# Building a "Show Worthy" Touareg



## dub-Nation (Jan 31, 2001)

Hello,

My female friend is interested in putting some decent money into her Touareg. She is not much into performance, but looking to make her Touareg prettier looking. If can show us some photos/links to places to show her, we are looking for wheels, coilovers/airride and possible body kit options.

We would really appreciate it! :thumbup: 

It's a 2nd Gen Touareg with a V8 in dark gray color. We are looking for a tasteful style. 


Bernie


----------



## yvrnycracer (Apr 17, 2007)

Abt










is the first one i could find...

Expect to drop BIG dollars on kits for this car... 

And for suspension you can go for a coilover (KW or BC) or springs (H&R)

For air I would go for a good quality setup... You might want to talk to the guys at openroad tuning (bagyard) and see if the boys in austria are willing to make up a custom setup... They are the best quality air setup available at the moment... and for air management Accuair's elevel...

Expect to drop $10,000 for a properly done air setup on a touareg...


----------



## ArtieLange (Sep 14, 2008)

Not easy man (and I am aware of your abilities, lol). Supposedly Bagyard has an air setup. Mine came stock, and after lowering it in vag-com 30mm the load height is on the bump stops. KW makes a V3 coilover for about $3k. 

Wheels- to find something different that I liked, I just searched for Cayenne wheels. There are not a lot of options if you just look for Touareg wheels. Found my "Porsche fitment" 22" Rial Daytonas that way. Rotiform can build her something... I am hoping they can build wider hoops for my Daytonas so I can from 9.5" to 10.5" (and not have to run my 15mm front and 23mm rear spacers). 

Body kits... http://www.lltek.com/volksgate/html/bodykit_styling_vw_touareg_2.htm
I just painted my lowers and added a Votex spoiler. You can get the Votex flare kits that can be painted- there are a few different ones that have varying widths. The 'off-road' width was recently available for under $100 in primer I think? It is the narrowest. Options aren't plentiful, and I bet at least one person comments in here on how the idea to do all of this is stupid. I haven't been a full-show car guy for years, but my Touareg is compared to most I guess. And my mods seem minimal to me.


----------



## yvrnycracer (Apr 17, 2007)

WOW... for fiberglass parts that is PRICEY...

DAMN... 

That being said... this looks hot!










I would love to get some of that stuff... but geeeeeeeeez... I think i will save money to pour into my new car...

*ENTRIES SUPPLIED*:
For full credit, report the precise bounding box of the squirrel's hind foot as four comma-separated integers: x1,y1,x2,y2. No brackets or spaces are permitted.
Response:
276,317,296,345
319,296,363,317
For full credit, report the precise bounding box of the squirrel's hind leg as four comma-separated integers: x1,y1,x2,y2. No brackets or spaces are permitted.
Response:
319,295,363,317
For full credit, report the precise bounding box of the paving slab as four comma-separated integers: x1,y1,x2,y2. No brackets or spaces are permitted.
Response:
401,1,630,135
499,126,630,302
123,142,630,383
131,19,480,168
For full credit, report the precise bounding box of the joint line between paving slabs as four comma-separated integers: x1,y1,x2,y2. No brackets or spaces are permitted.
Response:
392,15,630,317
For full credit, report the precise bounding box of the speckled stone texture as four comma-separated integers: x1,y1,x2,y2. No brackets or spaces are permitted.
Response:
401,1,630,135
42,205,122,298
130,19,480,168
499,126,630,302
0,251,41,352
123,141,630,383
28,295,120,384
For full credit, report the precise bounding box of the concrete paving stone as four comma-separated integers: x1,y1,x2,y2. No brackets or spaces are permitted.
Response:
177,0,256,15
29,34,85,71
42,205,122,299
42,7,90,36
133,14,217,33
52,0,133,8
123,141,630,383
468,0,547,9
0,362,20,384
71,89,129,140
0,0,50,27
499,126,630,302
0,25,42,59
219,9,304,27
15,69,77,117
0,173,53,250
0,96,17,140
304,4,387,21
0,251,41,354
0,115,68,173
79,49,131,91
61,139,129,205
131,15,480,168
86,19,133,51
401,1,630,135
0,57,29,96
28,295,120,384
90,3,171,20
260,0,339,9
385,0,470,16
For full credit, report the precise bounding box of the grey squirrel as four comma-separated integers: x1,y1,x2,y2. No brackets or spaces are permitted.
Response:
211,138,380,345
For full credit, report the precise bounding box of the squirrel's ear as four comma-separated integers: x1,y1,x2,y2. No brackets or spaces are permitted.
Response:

*EXERCISE DESCRIPTION*: Can you copy the Touareg thread word for word from "For air I would" to "(Sep 14, 2008)"? The lines play no part here.

*EXERCISE RESULT*:
For air I would go for a good quality setup... You might want to talk to the guys at openroad tuning (bagyard) and see if the boys in austria are willing to make up a custom setup... They are the best quality air setup available at the moment... and for air management Accuair's elevel...

Expect to drop $10,000 for a properly done air setup on a touareg...


----------



## ArtieLange (Sep 14, 2008)